- _WHAT IS BEING ASKED_:
Every entry in the data below needs to be repeated exactly.

- _THE DATA_:
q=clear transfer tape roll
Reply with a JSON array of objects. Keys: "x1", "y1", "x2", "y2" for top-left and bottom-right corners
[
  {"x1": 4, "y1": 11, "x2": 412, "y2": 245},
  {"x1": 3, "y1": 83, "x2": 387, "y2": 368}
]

- _ANSWER BOX_:
q=clear transfer tape roll
Reply with a JSON array of objects. Keys: "x1", "y1", "x2", "y2" for top-left and bottom-right corners
[
  {"x1": 4, "y1": 11, "x2": 412, "y2": 245},
  {"x1": 3, "y1": 83, "x2": 387, "y2": 368}
]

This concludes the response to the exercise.